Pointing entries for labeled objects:
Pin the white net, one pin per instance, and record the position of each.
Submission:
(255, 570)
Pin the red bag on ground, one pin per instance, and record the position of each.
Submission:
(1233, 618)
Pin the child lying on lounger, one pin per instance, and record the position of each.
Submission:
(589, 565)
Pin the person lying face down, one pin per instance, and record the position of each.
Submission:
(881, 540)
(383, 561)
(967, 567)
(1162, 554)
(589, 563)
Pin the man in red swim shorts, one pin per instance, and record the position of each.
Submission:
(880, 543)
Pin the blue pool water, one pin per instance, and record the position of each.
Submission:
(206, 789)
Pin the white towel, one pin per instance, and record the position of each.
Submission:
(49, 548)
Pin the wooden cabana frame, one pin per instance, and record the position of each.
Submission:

**WORK TO BE COMPLETED:** Return every one of the items above verbatim, line for line.

**SOLVED PROBLEM:**
Pin the white net, one pin per instance, and record the position of each.
Submission:
(255, 570)
Pin the red bag on ground, one pin per instance, and record the position of each.
Submission:
(1233, 618)
Pin the child lying on lounger, one pin per instance, and record the position of each.
Submission:
(589, 565)
Pin the person lying face down, one pin per instance, and record the position of each.
Submission:
(881, 540)
(383, 561)
(967, 567)
(1162, 554)
(589, 563)
Pin the man in red swim shorts, one pin per instance, and record the position of each.
Submission:
(880, 543)
Pin the blue pool water, one pin per instance, and record the position of each.
Submission:
(206, 789)
Pin the white towel, one pin per instance, and record the position of each.
Submission:
(49, 548)
Pin the wooden cabana frame, one pin per instance, and record the position of each.
Submission:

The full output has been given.